## Begin
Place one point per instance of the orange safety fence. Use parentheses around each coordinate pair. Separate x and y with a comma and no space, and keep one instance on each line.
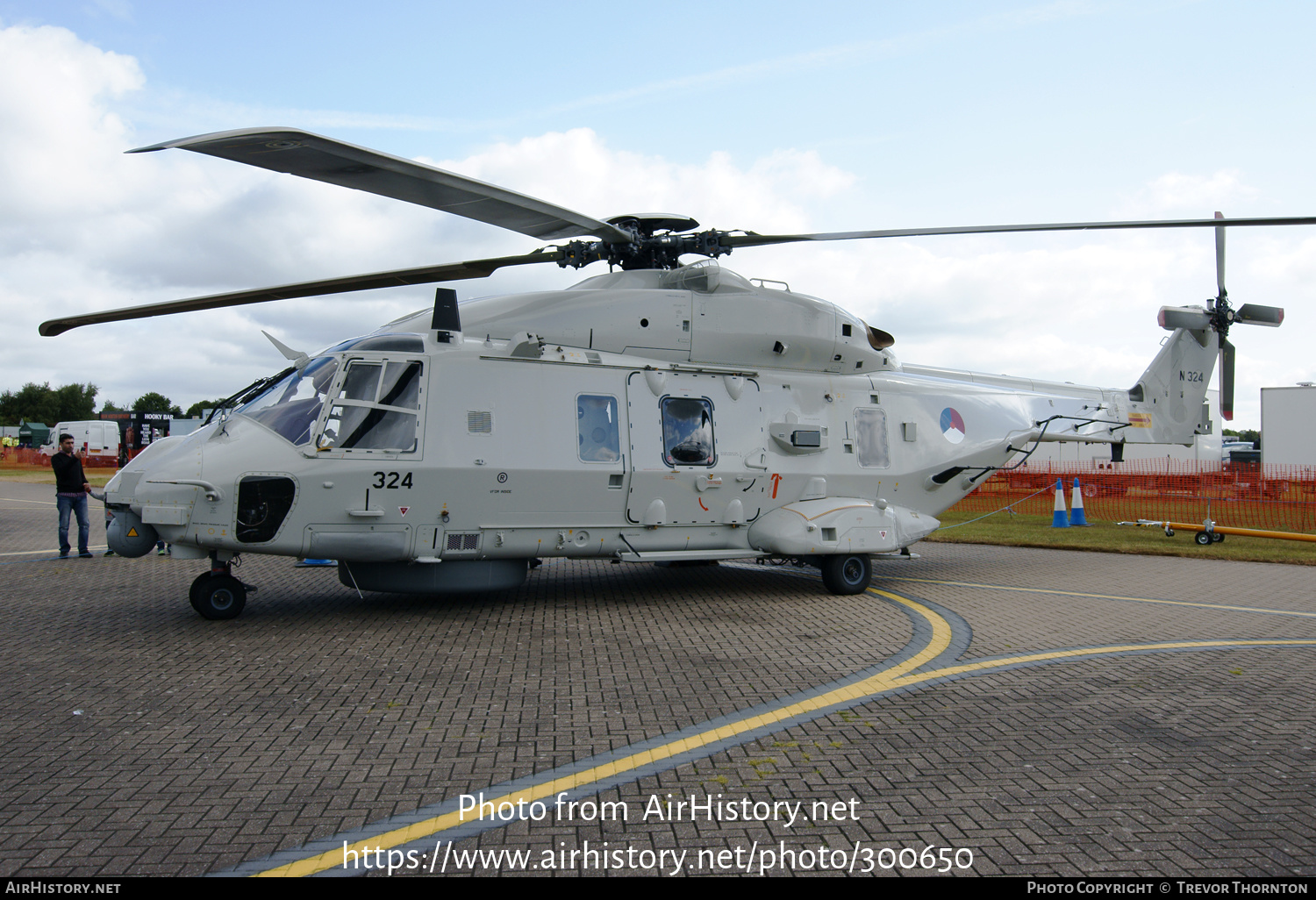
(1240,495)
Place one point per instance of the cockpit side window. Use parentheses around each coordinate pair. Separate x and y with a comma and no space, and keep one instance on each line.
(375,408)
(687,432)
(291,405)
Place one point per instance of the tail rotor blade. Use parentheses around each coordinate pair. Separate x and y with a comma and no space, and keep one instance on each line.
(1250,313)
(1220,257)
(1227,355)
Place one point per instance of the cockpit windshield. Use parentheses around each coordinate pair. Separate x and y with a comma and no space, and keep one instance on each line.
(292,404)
## End
Return every line of the data above verbatim, leaving the picture out of your answer.

▶ **ANSWER**
Place one point per instance of the orange safety fence. Use parentheses around each coordinate pair. Separate x and y with a comma and no space, and keep one instance on each line.
(1240,495)
Place one point per instance of the cockpit side window. Use parentheses around each coordinate pair. Separate x and y with a comma and no space, and keep one instance on each line.
(375,408)
(687,432)
(291,405)
Place one point per instance of the tail rotor blade. Use parentheses around each coordinate pair. Separate x and y with a comma and no space, and keep one instance on each line.
(1250,313)
(1220,257)
(1227,355)
Place one point per instance of the cockpit windshield. Use parentheses around each coordinate pair. Separate x and y with a comma and no space, and keep one instance on each line.
(292,404)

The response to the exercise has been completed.